=== Input material ===

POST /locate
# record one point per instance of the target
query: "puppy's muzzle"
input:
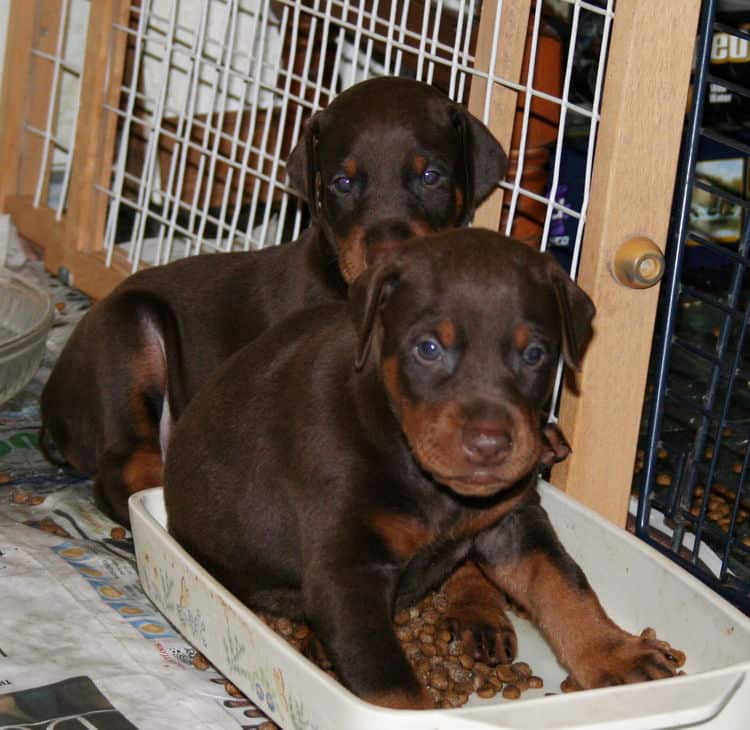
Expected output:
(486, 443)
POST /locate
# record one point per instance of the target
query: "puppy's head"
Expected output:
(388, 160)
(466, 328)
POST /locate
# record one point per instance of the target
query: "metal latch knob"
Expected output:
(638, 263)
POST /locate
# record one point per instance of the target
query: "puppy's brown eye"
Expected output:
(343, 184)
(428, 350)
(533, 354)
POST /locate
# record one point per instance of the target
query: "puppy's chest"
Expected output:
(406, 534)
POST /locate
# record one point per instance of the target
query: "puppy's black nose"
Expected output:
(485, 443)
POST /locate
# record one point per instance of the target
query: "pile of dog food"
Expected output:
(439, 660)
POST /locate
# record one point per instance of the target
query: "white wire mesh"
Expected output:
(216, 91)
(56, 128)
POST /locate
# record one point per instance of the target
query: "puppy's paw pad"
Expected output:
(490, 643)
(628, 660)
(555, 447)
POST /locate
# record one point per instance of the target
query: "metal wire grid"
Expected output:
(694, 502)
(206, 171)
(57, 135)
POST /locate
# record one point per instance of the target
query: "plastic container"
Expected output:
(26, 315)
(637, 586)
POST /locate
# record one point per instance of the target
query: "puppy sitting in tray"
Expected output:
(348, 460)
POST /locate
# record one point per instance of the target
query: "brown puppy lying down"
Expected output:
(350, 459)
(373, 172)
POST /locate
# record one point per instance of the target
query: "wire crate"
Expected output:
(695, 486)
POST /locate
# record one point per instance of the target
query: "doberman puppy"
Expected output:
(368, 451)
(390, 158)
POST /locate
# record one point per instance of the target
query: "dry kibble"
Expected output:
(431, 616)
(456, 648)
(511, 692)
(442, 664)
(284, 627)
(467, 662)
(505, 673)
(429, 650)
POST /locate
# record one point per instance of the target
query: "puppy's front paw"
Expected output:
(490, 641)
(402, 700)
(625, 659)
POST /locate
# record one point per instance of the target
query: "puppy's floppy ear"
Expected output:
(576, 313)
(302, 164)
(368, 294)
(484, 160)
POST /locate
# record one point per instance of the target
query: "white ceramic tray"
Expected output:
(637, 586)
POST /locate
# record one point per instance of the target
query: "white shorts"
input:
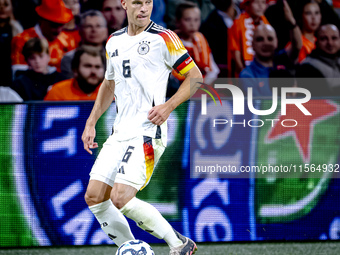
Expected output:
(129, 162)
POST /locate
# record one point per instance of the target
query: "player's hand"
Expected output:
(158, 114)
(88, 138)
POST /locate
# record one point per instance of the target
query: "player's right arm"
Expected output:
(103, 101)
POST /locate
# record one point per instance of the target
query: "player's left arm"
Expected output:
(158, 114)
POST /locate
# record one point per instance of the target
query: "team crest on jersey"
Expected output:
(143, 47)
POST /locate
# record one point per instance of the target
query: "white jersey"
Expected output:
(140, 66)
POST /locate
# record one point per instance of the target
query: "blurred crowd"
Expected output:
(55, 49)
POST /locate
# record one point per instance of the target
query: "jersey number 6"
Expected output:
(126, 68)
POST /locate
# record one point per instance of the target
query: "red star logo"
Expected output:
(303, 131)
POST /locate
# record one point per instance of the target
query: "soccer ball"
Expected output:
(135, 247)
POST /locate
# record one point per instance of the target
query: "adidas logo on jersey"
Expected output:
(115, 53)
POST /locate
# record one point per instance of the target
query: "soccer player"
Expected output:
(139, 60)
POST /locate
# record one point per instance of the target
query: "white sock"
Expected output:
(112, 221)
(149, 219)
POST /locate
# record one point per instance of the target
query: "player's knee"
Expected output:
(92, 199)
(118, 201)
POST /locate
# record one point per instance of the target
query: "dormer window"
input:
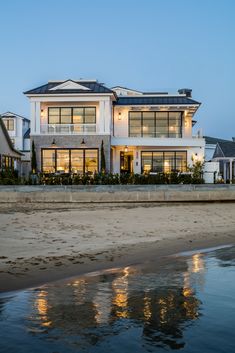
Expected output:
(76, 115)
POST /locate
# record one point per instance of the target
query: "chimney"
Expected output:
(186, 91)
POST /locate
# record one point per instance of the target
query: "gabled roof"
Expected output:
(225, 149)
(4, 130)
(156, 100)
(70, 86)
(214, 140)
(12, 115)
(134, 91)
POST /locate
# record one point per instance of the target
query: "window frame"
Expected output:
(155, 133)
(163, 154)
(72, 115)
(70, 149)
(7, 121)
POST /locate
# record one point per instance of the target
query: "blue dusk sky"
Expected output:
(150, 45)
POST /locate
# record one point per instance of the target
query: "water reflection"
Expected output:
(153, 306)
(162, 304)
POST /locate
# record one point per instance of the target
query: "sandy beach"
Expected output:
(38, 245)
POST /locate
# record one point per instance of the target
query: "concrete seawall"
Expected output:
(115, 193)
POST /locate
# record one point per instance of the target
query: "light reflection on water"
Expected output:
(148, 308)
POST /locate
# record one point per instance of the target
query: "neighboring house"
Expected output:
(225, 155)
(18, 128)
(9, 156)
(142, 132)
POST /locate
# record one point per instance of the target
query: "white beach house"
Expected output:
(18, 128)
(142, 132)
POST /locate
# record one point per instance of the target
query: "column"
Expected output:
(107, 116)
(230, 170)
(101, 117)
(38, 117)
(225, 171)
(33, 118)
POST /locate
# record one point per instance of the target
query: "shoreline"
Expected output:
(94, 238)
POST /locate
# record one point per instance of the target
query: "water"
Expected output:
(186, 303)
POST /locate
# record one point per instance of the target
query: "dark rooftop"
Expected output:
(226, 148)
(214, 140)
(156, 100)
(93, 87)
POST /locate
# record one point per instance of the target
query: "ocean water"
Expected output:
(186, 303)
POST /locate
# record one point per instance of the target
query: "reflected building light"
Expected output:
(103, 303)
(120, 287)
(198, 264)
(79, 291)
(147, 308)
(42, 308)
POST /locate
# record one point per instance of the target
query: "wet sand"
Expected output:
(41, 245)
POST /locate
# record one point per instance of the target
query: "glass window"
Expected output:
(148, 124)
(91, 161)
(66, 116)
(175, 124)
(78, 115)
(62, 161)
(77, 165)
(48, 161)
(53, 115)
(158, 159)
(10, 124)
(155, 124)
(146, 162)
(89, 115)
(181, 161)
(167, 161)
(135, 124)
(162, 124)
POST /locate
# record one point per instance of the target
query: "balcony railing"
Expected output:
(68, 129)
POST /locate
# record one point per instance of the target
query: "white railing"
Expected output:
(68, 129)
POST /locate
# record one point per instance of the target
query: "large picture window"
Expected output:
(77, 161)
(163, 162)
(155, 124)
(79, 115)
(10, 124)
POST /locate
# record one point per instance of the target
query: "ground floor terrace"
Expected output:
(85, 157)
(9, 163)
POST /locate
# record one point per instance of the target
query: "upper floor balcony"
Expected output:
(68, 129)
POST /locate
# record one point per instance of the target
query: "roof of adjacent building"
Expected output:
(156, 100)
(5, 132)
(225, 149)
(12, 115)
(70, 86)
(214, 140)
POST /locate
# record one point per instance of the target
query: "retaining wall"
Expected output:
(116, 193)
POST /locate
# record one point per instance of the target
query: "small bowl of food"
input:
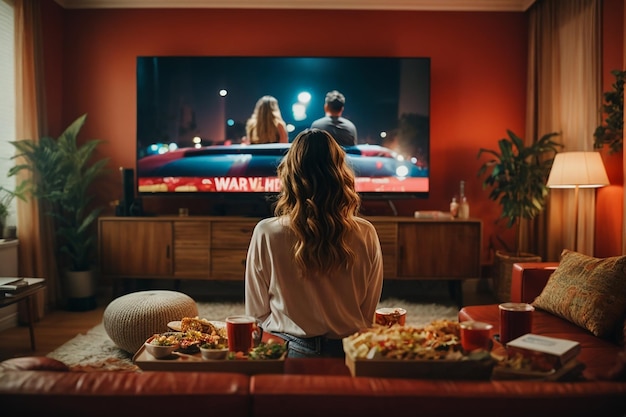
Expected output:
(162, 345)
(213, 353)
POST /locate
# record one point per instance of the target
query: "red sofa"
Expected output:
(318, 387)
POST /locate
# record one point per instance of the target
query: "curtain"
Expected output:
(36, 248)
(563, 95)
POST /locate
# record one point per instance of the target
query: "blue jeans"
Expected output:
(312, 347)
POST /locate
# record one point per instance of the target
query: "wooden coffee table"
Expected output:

===
=== Input material ===

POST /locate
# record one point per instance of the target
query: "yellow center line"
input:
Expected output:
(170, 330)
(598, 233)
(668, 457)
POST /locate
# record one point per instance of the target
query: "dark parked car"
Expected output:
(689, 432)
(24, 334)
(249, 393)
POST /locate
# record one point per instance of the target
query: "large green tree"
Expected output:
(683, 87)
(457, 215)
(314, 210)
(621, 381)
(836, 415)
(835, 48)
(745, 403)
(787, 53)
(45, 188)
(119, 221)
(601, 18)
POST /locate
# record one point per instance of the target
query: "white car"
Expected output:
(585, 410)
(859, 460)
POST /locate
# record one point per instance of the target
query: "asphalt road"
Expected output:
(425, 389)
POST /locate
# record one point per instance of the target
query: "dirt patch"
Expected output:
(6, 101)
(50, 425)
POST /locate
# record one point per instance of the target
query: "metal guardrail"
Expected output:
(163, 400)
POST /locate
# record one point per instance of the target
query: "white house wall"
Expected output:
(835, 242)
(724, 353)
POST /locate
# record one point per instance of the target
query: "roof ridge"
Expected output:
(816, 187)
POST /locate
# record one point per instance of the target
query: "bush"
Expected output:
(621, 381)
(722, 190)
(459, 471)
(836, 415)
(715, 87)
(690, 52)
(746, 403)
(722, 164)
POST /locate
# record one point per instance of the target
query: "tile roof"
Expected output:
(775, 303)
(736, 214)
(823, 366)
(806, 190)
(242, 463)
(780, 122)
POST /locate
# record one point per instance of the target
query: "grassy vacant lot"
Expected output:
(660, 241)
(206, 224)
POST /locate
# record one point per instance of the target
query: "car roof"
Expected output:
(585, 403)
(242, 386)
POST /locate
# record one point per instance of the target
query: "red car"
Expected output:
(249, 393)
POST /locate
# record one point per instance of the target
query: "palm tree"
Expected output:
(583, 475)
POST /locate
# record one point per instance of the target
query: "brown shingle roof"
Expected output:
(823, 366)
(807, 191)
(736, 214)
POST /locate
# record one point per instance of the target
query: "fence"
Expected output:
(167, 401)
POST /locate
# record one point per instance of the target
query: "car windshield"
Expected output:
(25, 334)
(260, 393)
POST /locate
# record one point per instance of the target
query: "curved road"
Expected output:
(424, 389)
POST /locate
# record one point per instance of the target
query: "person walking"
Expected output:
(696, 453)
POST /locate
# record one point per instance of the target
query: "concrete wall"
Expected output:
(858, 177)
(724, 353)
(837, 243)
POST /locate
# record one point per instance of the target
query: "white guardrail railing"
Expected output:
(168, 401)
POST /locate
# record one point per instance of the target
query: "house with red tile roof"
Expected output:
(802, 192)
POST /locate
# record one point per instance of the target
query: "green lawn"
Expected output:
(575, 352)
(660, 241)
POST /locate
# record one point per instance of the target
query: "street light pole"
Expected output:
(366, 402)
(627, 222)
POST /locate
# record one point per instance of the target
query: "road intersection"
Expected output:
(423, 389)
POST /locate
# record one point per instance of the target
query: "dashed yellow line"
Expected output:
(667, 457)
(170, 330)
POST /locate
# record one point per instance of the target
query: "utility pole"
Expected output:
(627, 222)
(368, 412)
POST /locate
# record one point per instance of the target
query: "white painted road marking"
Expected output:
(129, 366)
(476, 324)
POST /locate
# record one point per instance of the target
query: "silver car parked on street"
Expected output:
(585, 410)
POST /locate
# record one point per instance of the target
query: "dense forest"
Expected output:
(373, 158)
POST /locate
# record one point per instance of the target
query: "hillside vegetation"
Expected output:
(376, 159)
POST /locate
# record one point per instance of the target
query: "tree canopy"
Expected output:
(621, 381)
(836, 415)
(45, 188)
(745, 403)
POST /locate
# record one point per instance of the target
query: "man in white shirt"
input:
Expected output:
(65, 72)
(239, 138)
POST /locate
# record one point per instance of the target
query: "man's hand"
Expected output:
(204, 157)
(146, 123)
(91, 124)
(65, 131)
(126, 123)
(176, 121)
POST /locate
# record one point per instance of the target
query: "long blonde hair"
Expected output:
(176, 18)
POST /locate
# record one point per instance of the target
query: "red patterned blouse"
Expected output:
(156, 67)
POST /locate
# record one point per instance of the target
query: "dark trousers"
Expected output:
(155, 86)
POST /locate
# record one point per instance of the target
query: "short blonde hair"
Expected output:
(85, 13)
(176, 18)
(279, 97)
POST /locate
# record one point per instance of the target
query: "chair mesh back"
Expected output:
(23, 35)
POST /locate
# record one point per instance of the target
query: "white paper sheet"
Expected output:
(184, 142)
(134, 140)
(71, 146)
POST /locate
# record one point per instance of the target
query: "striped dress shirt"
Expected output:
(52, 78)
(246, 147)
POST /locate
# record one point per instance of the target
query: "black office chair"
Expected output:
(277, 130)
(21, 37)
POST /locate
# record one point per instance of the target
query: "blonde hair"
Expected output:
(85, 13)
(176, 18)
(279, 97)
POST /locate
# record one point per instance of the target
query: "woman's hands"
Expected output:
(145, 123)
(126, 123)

===

#### [Aim of the exercise]
Look through the material for "pole". Copy each line that has it.

#### [Expected answer]
query: "street light pole"
query: "utility pole"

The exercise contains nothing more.